Try it -
Down to the final line, print each entry exactly.

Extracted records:
########################################

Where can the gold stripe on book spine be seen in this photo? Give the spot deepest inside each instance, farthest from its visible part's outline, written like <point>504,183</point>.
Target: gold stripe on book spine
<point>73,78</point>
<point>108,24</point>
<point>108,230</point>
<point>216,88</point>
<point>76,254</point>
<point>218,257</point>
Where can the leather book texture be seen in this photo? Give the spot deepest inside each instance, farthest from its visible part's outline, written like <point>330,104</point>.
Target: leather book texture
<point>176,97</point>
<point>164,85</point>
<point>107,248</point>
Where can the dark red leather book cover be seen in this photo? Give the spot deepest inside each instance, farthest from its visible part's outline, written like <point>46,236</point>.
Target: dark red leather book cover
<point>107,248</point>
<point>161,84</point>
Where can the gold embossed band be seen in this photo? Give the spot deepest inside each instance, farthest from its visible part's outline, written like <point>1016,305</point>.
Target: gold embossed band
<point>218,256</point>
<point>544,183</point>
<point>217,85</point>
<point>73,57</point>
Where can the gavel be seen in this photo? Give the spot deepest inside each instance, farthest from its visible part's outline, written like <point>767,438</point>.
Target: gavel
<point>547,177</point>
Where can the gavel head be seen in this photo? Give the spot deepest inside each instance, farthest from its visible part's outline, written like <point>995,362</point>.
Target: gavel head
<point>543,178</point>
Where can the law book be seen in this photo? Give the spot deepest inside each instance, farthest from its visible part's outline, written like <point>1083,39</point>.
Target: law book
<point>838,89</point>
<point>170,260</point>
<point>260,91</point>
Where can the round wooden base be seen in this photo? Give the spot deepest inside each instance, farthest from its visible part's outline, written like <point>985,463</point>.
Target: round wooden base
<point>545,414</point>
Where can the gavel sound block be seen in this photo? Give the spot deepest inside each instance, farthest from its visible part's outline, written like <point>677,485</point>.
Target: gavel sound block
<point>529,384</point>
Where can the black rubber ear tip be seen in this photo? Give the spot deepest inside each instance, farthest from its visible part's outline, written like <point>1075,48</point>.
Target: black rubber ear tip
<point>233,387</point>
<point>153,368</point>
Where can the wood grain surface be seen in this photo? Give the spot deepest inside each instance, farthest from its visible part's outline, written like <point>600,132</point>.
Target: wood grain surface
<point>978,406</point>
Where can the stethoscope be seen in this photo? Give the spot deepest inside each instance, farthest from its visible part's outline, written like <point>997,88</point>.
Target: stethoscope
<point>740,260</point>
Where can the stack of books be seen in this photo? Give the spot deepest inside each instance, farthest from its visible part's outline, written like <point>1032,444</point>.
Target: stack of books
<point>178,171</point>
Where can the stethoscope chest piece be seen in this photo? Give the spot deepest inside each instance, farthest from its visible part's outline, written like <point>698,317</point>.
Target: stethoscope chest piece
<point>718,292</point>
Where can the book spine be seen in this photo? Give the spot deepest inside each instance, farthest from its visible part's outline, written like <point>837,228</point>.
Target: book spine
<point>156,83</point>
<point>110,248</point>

########################################

Response box -
Where can the gold stripe on book spine be seen in this photo? Give the spot deepest inside each instance, farthest from its visible part's outline, written like <point>504,183</point>.
Target: gold stripe on book spine
<point>73,78</point>
<point>108,24</point>
<point>108,230</point>
<point>216,88</point>
<point>76,254</point>
<point>218,257</point>
Where can the leather book texture be seen in this photo? Give the spot deepest inside each instance, farthest from its visible part's outline, written like <point>330,104</point>.
Target: leather book texture
<point>176,97</point>
<point>164,85</point>
<point>107,248</point>
Where can the dark red leather book cover be seen in this photo? Give the spot deepest inside each instance, farthest from its visible part's outline, written like <point>46,236</point>.
Target: dark red leather book cover
<point>107,248</point>
<point>161,84</point>
Where can the gold embossed band be seen in this photo? Give the spot deepest inside each instance, farthest from its visible part's outline, written like <point>1016,305</point>.
Target: gold embossed band
<point>218,256</point>
<point>544,183</point>
<point>217,85</point>
<point>73,57</point>
Where can the gavel be seen in this photo? Give the spot deepest inside each instance, farthest from its visible part's outline, written like <point>767,438</point>.
Target: gavel
<point>547,177</point>
Where can the gavel head be seen in this photo? Give the spot deepest inside each instance, farthest from its visible part's outline, written like <point>995,362</point>.
Target: gavel head
<point>543,178</point>
Where can the law book be seen in this photo? Give the spot deepest inside each instance, farthest from its visible part's outline, written like <point>1083,39</point>.
Target: law book
<point>838,89</point>
<point>170,260</point>
<point>260,91</point>
Where can the round wooden base be seen in this photo? Give the spot deepest inside each instance, farthest from its visible part's outline, written like <point>985,463</point>.
Target: round wooden base
<point>545,414</point>
Where can the gavel sound block be seen in this photo? Give the spot deepest inside each instance, farthest from its visible part's outline, written like <point>677,485</point>.
Target: gavel sound block
<point>529,384</point>
Where can the black rubber ear tip be seen in this photo? Give the spot deepest inside each instance, farthest from its visible part's outline, written like <point>1075,48</point>.
Target: black rubber ear tip
<point>233,387</point>
<point>153,368</point>
Where can the wood grain surface be seen in this photo? Give the spot deepest inside each instance, farthest from its visible part's outline, written like <point>600,132</point>.
Target: wood grain surface
<point>978,406</point>
Where can the stethoscope be seen in this photo? Give the spot deepest inside each instance, farthest from its visible part's outline, written like <point>997,88</point>.
Target: stethoscope
<point>740,260</point>
Where can the stack of books be seen in this photo? Give the spot deepest inside each instance, farthest from its visible part's outline, written like <point>1032,444</point>.
Target: stack of books
<point>178,171</point>
Where can the stethoscope chest piece be seen in this photo? Give the spot deepest inside each instance, farthest from its visible part's outline, written like <point>698,317</point>.
Target: stethoscope chest piece
<point>718,292</point>
Where can the book spine be seen in this photo? Give the spot deepest inside each instance, farthest from its visible part's outline, written like <point>837,228</point>.
Target: book spine
<point>156,83</point>
<point>110,248</point>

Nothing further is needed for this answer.